_Task brief_. Print the data exactly, leaving nothing out.

_Referring expression data_.
+--

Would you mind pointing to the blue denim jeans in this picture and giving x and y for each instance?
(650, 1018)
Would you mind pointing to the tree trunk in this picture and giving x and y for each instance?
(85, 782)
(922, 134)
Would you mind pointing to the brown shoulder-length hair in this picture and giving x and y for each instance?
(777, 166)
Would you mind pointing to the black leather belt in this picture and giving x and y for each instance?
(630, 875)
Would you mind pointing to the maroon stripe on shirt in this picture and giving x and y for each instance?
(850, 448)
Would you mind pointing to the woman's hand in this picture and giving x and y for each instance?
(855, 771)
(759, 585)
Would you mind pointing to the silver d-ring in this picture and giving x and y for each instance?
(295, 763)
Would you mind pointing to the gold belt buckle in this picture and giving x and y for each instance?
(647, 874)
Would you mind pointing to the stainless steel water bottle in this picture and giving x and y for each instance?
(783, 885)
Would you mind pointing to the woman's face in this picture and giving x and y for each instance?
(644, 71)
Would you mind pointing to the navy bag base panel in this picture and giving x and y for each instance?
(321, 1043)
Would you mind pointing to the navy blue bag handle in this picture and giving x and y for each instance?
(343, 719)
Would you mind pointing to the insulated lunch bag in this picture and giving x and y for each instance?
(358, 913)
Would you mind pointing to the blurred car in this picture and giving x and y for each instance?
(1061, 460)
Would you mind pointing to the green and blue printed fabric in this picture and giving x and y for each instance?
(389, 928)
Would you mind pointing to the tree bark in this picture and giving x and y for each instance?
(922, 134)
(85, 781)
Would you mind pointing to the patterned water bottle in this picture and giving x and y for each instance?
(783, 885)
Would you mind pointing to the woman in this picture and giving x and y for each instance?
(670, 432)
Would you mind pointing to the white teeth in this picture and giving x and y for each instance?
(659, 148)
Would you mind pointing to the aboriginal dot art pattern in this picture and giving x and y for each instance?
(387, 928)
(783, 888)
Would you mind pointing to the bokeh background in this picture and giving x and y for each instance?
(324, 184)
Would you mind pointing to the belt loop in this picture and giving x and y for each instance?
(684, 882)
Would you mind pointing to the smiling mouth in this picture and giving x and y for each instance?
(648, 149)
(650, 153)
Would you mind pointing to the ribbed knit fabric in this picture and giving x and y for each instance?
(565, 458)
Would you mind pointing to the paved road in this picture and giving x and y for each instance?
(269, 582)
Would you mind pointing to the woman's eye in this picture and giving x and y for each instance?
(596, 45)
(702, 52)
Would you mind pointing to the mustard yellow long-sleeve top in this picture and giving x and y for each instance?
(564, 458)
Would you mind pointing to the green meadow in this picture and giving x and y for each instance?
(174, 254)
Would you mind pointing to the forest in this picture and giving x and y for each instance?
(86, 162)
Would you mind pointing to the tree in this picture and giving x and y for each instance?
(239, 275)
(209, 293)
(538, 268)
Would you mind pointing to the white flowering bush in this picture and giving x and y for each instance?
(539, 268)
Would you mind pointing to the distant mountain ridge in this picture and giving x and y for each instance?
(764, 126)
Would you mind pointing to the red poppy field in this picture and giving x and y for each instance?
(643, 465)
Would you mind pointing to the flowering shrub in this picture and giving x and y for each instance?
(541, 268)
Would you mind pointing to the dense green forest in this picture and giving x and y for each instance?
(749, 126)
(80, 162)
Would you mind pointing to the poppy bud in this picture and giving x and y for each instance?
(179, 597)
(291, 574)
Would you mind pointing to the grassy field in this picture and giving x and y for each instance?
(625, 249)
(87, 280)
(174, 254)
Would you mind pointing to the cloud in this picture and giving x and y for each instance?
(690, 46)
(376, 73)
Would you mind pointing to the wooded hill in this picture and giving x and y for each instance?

+--

_Response to the exercise_.
Would you mind pointing to the blue denim jeans in this picture and giving x and y for each instance?
(650, 1018)
Would you mind pointing to the tree trunk in this picture and giving x and y for each instance?
(85, 782)
(922, 134)
Would you mind pointing to the brown shoulder-length hair in this picture and giving x and y for each instance?
(777, 166)
Would you mind pointing to the black leather belt in this picture and giving x and y for each instance?
(630, 875)
Would you mind pointing to the maroon stripe on shirt in this picture and giving x and y for each instance?
(850, 448)
Would you mind pointing to the woman's hand in this picture and giving x and y for each instance?
(855, 771)
(759, 585)
Would you mind pointing to the silver d-ring in this picture and giving x and y for each instance?
(295, 763)
Would you mind pointing to the gold belt buckle in this picture and giving x and y for each instance?
(647, 874)
Would you mind pointing to the stainless steel water bottle in this picture and giving x and y for each instance?
(783, 885)
Would you mind pointing to the woman's face in this picture and giving x and y for each instance?
(644, 71)
Would you mind pointing to the navy bag base panel in this picture and giving x and y for each instance?
(321, 1043)
Would you mind pointing to the navy blue bag handle in this picture and giving x and y for each instance?
(343, 719)
Would you mind pointing to the insulated lunch bag in this picture and giving x and y for each instance?
(358, 913)
Would you mind pointing to the blurred car in this picture and giving x and y for each instance?
(1061, 460)
Would you mind pointing to the green and blue printed fabric in this picture and giving x and y for each instance?
(389, 928)
Would you mind pointing to the tree bark in this picture and giving x and y for each instance?
(922, 134)
(85, 781)
Would you mind pointing to the patterned water bottle in this picture and giving x and y for each instance?
(783, 885)
Would you mind pointing to the woman in this picture and giving x and y for each instance?
(670, 432)
Would you mind pointing to the white teeth in this picture and giving x and y for each instance?
(659, 148)
Would you mind pointing to the aboriginal dot art pattern in this picture and giving x and y for each instance?
(387, 928)
(783, 888)
Would you mind pointing to the bokeh background in this picture and giving x and y for each instance?
(324, 184)
Would you mind pointing to the belt loop in this picture and giving x and y for each instance?
(684, 882)
Would you mind pointing to the smiling mouth in this picture and giving x and y for each instance?
(648, 149)
(650, 153)
Would you mind pointing to the ribbed knit fabric in this picture and giving x and y for each instance?
(565, 458)
Would you mind pointing to the paved road in this picture and giving x and y for each instance?
(269, 582)
Would you mind pointing to the woman's eye in this picture and giving x and y for each instance?
(596, 45)
(702, 52)
Would you mind pointing to the mustard yellow long-sleeve top in this picture and giving x and y for each instance?
(564, 458)
Would you mind pointing to the green meadow in this picture and giving x and y for each instance?
(174, 254)
Would you mind pointing to the forest in this picture and giving x and y for each instance?
(86, 162)
Would you mind pointing to the tree in this picture and giving x and y for each instance?
(239, 275)
(209, 293)
(538, 268)
Would you mind pointing to the white flowering bush in this picture and giving x and y for each instance?
(539, 268)
Would you mind pointing to the distant mountain ridge in this picture and giving x and y for each instance?
(764, 126)
Would you mind pointing to the red poppy field in this picture and giving x and y for each instance?
(643, 465)
Would you mind pointing to the flowering shrub in this picture and giving x and y for each instance?
(541, 268)
Would you mind pointing to the dense green forest in this picture and giving x and y for each instance?
(749, 126)
(80, 162)
Would you mind pointing to the poppy bud in this picture and giving x and y for each instance?
(179, 597)
(291, 574)
Would you mind pointing to the grassy field in this picture and giving x and y for each instance?
(625, 249)
(87, 280)
(174, 254)
Would you mind pointing to the cloud in this picture and giving x and y for each instance?
(690, 46)
(376, 73)
Would you mind pointing to the wooded hill in this picture and giving x and y for each instance?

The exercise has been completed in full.